→ Records to process
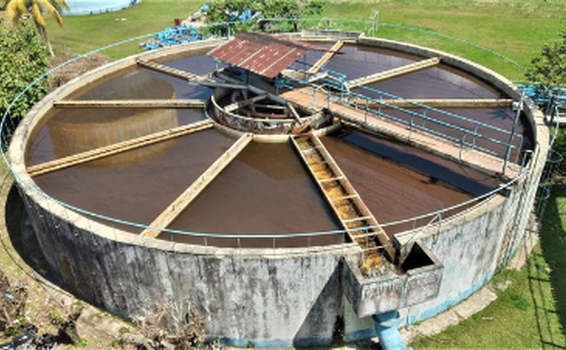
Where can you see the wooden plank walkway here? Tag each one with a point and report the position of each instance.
(326, 57)
(129, 104)
(395, 72)
(116, 148)
(169, 70)
(174, 209)
(475, 159)
(344, 200)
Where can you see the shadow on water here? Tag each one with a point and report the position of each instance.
(23, 237)
(553, 246)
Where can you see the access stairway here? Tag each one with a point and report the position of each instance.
(362, 227)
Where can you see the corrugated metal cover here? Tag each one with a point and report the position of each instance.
(263, 54)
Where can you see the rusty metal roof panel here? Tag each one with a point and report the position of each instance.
(263, 54)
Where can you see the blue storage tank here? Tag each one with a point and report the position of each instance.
(89, 7)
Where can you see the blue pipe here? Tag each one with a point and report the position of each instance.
(386, 328)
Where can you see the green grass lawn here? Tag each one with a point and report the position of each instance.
(516, 29)
(531, 313)
(82, 34)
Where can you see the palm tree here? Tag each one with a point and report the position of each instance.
(15, 9)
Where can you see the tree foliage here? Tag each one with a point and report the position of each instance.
(227, 11)
(23, 58)
(16, 9)
(549, 68)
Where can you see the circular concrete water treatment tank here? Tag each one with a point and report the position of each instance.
(364, 177)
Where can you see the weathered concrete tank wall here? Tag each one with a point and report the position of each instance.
(280, 301)
(271, 298)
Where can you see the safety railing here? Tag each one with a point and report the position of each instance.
(466, 132)
(333, 240)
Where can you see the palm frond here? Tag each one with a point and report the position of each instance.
(15, 9)
(52, 6)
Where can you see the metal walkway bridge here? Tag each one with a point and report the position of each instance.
(475, 144)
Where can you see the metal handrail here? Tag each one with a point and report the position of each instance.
(5, 136)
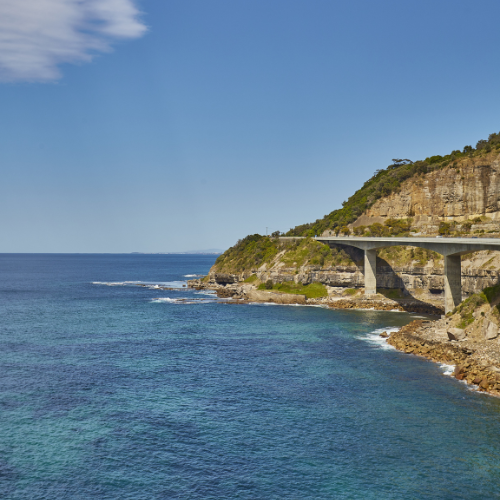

→ Work to complete
Please express the material as a JSON list of strings, one string per line with blank lines skipped, starting at the line containing "Where can you see the blue pipe" (included) and ending at the end of the material. Leave the pictures out.

→ Response
[
  "Where can you see the blue pipe here? Tag each one with a point and report the position of each instance.",
  "(386, 328)",
  "Where can you see the green grass lawn here? Tag each one with a point and report the position of each instance.",
  "(516, 29)",
  "(531, 313)",
  "(82, 34)",
  "Where can you see the palm tree here? Tag each one with a point and report the position of each instance.",
  "(15, 9)",
  "Where can you see the tree foliage here? Tag each one with a point and report the position of each instance.",
  "(227, 11)",
  "(23, 58)",
  "(16, 9)",
  "(549, 68)",
  "Where can you see the circular concrete water treatment tank here? Tag each one with a point and report the position of each instance.",
  "(364, 177)",
  "Where can you see the weathered concrete tank wall here? Tag each one with a point and report the position of each instance.",
  "(280, 301)",
  "(271, 298)",
  "Where can you see the safety railing here? Tag each one with a point and report the position of each instance.",
  "(466, 132)",
  "(333, 240)",
  "Where can you see the palm frond here? Tag each one with a point and report the position of each instance.",
  "(15, 9)",
  "(52, 6)",
  "Where can you see the metal walkway bridge here? Tag each one with a point and report the position of each instance.",
  "(475, 144)",
  "Where can you see the metal handrail here? Tag each one with a point and report the position of each instance.",
  "(5, 136)"
]